On May 24, 2017, the American Immigration Lawyers Association and the American Immigration Council petitioned the Department of Homeland Security and the Department of State to initiate rulemaking proceedings pursuant to the Administrative Procedure Act, 5 USC 553(e), to provide access to legal counsel in various proceedings, including the representation of U.S. citizens and nationals seeking recognition or relinquishment of their citizenship or nationality status. In the absence of the enactment of regulations, the right to counsel in expatriation interviews is now somewhat limited unless 7 FAM 1262 is revised by the State Department. Prior to this FAM note, the right to counsel in expatriation matters has existed as a matter of policy for at least 40 years.

An attorney’s involvement guarantees the integrity of the act of renunciation, a matter that has important irrevocable consequences, and the presence of the renunciant’s counsel has generally been welcomed by the U.S. consulates and embassies abroad in the past as this ensures that the individual renouncing citizenship is acting completely voluntarily and exercising his or her free will without undue influence or coercion by anyone after seeking independent legal advice.

This right has generally been unquestioned and, in fact, may be constitutionally mandated under the due process clause of the Fifth Amendment given the serious legal consequences of renouncing citizenship. The right to be accompanied by counsel in an administrative proceeding such as renunciation is also supported by statutory authority. See Administrative Procedure Act, 5 USC § 555(b)(1994).

Former 7 FAM § 1232C(2) had specifically stated that an appellant may appear in person or with an attorney who must be admitted to practice in the United States in matters before the Board of Appellate Review which reviews loss of citizenship cases (see 22 CFR 7.5(k)).

Indeed, the right to counsel in the renunciation process has been assumed to exist by Alan James, a former Chairman of the Board of Appellate Review, which until its abolishment, was responsible for the appellate review of expatriation cases. The Board of Appellate Review was eliminated on October 20, 2008, and the procedure for requesting an administrative review of a loss of nationality now rests with the Director of the State Department’s Office of Legal Affairs, Overseas Citizen Services.

§ **GIVEN TASK 1**
From the passage on the right to a lawyer when giving up U.S. citizenship, list every law, regulation, or manual provision cited by number.
The records below are unrelated to the passage above.

§ **RECORDS SUPPLIED**

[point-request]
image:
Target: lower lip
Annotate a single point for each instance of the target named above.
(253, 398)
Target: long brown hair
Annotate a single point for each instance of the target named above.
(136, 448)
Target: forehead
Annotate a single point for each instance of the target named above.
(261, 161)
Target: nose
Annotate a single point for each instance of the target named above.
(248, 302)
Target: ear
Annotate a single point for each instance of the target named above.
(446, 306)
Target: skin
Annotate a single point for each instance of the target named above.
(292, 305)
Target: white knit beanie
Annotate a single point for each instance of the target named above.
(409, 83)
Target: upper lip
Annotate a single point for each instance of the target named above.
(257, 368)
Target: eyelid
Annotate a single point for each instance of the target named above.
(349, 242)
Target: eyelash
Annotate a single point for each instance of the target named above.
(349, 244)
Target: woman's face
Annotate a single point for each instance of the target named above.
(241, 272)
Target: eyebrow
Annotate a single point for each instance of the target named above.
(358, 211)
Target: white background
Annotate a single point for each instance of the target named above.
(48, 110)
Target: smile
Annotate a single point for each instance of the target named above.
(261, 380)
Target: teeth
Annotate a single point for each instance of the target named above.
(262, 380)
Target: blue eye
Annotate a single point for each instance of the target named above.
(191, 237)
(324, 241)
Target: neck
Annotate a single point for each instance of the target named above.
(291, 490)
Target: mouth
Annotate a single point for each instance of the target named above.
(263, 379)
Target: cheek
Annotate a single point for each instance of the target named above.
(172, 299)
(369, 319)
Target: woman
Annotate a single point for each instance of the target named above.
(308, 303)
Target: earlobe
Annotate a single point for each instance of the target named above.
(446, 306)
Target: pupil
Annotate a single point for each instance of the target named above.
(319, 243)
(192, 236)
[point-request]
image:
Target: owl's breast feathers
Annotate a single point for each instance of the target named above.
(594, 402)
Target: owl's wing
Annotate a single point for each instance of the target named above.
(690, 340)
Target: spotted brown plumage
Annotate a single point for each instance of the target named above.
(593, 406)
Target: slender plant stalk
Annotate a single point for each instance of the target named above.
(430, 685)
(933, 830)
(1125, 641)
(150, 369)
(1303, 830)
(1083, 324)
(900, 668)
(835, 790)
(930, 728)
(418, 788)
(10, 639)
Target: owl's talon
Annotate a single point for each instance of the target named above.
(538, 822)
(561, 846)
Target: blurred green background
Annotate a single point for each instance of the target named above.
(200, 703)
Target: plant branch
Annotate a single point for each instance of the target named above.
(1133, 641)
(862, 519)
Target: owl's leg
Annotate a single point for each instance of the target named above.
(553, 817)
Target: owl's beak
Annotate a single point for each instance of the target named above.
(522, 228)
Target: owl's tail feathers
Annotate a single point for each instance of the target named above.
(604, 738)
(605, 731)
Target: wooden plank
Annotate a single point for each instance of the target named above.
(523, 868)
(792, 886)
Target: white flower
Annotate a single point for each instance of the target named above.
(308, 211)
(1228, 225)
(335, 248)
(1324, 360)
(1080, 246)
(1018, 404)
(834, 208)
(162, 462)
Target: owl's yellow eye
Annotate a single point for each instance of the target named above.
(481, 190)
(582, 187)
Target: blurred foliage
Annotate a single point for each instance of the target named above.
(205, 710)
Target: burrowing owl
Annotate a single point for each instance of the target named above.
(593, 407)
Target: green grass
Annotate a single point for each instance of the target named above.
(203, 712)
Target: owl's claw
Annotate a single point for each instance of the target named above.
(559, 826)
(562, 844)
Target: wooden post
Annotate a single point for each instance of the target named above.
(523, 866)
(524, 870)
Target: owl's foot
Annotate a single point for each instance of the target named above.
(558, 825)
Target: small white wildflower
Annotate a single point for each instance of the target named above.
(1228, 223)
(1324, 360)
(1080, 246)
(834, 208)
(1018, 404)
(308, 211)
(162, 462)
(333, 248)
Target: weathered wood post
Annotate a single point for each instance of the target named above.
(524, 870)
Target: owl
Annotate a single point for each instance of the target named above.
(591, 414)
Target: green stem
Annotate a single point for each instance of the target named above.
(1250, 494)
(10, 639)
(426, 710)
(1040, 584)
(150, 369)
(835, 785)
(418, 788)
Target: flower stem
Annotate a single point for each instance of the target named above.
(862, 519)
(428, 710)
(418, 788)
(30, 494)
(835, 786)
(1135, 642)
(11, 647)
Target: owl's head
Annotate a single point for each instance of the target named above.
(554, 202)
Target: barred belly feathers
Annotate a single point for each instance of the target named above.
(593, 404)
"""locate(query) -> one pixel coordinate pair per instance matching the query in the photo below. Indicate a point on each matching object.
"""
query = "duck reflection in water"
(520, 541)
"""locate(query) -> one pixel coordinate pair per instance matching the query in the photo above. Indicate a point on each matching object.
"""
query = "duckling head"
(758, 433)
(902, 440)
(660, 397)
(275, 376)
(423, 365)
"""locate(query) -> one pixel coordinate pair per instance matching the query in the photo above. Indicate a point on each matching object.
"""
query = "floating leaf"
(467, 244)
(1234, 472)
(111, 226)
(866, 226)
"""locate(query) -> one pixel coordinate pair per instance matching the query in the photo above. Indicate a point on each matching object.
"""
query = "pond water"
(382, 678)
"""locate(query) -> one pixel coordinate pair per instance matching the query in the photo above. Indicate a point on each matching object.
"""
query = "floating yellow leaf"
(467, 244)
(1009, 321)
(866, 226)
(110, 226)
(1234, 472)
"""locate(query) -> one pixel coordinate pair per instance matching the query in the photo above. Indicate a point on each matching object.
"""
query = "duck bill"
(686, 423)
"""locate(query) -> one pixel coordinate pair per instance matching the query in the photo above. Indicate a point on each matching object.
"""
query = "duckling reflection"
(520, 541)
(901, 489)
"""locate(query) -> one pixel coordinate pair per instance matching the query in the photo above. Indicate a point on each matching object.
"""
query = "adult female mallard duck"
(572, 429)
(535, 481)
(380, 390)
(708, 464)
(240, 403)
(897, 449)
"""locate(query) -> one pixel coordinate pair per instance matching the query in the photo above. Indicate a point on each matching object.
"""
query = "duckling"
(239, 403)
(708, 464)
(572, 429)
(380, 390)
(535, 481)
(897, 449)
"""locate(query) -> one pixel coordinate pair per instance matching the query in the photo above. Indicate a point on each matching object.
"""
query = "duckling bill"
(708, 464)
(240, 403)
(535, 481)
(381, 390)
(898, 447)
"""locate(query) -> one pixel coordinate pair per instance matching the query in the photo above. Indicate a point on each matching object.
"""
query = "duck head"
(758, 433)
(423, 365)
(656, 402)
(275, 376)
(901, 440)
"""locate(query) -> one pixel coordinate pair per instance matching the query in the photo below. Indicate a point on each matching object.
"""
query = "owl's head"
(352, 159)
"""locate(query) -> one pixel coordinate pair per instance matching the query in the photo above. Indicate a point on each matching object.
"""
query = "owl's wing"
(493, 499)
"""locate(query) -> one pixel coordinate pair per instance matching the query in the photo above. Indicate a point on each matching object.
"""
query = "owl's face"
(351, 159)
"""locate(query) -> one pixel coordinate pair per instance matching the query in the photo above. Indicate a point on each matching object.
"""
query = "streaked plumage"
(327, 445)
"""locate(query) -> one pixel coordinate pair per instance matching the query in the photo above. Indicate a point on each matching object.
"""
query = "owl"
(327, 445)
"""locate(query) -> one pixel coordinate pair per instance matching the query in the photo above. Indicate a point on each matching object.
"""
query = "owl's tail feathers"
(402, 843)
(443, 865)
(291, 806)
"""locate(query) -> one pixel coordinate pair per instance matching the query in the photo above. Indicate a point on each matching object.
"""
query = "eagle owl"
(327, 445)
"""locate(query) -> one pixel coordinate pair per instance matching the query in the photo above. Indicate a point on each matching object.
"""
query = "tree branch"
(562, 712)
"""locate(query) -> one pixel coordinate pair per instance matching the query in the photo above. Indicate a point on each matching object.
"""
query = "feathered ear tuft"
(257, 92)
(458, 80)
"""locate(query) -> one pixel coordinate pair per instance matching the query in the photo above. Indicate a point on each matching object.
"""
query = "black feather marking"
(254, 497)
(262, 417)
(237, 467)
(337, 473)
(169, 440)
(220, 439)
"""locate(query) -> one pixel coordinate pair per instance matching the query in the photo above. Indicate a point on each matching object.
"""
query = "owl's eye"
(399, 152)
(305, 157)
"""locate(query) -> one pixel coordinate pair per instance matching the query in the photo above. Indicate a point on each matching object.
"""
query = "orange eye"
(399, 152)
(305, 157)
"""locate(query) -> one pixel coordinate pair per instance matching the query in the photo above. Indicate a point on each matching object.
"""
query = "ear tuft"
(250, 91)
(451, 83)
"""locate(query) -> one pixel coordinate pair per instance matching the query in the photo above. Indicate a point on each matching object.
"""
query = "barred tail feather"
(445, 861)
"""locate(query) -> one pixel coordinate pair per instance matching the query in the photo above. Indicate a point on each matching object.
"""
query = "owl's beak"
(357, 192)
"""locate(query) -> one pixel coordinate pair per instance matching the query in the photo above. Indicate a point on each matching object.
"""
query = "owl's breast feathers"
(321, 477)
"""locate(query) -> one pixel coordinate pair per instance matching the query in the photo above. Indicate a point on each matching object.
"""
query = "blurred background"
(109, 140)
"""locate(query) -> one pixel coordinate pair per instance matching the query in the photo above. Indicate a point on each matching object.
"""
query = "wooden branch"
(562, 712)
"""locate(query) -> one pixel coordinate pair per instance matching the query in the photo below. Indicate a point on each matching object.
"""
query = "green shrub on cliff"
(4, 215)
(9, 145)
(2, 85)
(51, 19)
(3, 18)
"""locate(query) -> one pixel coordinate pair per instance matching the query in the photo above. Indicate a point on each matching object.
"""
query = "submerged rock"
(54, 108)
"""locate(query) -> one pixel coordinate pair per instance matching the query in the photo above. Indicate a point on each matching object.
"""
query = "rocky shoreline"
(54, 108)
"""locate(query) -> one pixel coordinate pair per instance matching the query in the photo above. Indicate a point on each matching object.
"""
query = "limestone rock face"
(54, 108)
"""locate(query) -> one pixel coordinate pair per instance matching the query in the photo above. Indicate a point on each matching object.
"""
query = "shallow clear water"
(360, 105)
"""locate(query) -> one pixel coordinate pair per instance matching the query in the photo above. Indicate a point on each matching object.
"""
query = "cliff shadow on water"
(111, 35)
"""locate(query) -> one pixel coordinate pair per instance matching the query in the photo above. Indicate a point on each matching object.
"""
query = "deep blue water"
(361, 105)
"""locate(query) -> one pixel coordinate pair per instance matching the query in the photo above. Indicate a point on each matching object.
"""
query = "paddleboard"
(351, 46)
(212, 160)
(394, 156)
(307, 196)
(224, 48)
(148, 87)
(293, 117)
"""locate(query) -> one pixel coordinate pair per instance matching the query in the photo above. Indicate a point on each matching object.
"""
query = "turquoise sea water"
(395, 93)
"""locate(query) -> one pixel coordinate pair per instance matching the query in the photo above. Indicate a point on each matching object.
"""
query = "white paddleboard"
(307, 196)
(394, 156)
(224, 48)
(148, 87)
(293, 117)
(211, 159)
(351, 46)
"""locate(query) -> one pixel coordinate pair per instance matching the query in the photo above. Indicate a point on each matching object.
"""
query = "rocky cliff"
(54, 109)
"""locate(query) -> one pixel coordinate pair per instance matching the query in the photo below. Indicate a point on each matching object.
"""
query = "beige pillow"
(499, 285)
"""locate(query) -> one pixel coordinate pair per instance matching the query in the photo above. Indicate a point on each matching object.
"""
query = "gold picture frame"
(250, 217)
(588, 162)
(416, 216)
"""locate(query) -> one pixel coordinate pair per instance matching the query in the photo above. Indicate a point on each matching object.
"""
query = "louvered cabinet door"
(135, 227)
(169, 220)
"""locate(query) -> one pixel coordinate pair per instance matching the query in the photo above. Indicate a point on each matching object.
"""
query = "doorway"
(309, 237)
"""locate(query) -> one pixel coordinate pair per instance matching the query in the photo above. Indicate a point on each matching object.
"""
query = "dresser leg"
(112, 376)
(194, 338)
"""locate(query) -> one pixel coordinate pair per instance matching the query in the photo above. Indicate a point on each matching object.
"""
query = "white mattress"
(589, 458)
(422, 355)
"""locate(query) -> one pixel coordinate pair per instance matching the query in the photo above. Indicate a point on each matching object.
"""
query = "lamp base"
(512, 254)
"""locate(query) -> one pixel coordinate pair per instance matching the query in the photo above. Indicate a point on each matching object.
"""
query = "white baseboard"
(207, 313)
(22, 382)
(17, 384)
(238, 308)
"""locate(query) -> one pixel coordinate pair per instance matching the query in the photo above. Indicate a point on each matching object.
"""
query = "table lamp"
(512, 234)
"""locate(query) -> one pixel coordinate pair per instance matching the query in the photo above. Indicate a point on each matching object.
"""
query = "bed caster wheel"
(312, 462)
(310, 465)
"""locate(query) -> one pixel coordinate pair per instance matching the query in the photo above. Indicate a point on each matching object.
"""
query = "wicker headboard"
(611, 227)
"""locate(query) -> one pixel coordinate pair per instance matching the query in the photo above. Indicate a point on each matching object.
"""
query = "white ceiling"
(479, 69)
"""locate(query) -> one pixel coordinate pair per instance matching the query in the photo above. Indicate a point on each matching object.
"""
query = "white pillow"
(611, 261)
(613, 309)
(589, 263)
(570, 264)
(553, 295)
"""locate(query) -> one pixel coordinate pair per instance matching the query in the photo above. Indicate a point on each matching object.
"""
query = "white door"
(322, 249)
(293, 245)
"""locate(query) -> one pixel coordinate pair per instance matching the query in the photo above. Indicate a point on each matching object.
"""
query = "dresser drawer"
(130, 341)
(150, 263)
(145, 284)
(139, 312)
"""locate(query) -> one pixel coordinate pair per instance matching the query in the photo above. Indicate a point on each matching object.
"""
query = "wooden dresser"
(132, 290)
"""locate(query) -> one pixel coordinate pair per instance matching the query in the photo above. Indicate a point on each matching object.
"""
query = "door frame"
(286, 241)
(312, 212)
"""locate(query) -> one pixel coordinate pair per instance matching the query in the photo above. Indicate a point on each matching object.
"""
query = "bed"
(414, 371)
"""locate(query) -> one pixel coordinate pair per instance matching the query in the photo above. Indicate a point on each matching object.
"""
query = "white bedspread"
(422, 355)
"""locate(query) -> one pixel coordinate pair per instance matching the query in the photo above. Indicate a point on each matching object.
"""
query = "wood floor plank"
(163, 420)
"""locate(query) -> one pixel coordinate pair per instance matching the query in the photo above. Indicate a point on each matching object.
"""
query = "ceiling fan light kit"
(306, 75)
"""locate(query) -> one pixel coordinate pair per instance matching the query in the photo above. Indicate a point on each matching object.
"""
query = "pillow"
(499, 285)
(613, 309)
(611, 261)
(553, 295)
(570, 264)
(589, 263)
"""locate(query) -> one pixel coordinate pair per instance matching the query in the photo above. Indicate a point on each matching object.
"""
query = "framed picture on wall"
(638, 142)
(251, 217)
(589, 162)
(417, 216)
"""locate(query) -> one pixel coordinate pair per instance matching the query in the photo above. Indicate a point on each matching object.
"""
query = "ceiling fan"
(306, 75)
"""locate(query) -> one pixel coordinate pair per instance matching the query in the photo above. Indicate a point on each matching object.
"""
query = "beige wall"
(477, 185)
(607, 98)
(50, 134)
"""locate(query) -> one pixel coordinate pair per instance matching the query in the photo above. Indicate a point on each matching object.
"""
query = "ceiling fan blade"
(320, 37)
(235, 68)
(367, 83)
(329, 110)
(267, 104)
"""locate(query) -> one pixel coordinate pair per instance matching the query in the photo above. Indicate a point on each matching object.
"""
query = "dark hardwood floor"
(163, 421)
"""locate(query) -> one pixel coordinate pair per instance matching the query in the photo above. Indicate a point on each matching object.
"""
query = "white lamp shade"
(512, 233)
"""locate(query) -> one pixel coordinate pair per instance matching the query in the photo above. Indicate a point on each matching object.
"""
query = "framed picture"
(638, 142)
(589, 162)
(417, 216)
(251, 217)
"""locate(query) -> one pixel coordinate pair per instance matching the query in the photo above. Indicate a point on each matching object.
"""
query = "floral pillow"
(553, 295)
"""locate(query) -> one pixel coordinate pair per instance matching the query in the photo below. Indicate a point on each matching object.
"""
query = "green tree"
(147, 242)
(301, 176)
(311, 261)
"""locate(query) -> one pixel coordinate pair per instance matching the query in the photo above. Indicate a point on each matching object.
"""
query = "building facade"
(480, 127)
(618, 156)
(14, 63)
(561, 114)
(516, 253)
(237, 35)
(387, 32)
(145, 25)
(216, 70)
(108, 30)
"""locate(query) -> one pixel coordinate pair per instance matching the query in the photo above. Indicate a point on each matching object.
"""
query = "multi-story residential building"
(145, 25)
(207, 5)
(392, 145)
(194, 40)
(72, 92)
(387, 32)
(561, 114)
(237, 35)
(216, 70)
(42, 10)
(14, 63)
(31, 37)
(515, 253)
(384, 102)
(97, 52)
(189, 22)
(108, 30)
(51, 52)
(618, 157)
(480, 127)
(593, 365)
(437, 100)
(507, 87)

§ **GIVEN TASK 2**
Pick out every line in the records that contains the string "branch", matching case exactly, and copy those lines.

§ **TASK ANSWER 1**
- 5 USC 553(e)
- 7 FAM 1262
- 5 USC § 555(b)(1994)
- 7 FAM § 1232C(2)
- 22 CFR 7.5(k)

§ **TASK ANSWER 2**
Target: plant branch
query = "tree branch"
query = "wooden branch"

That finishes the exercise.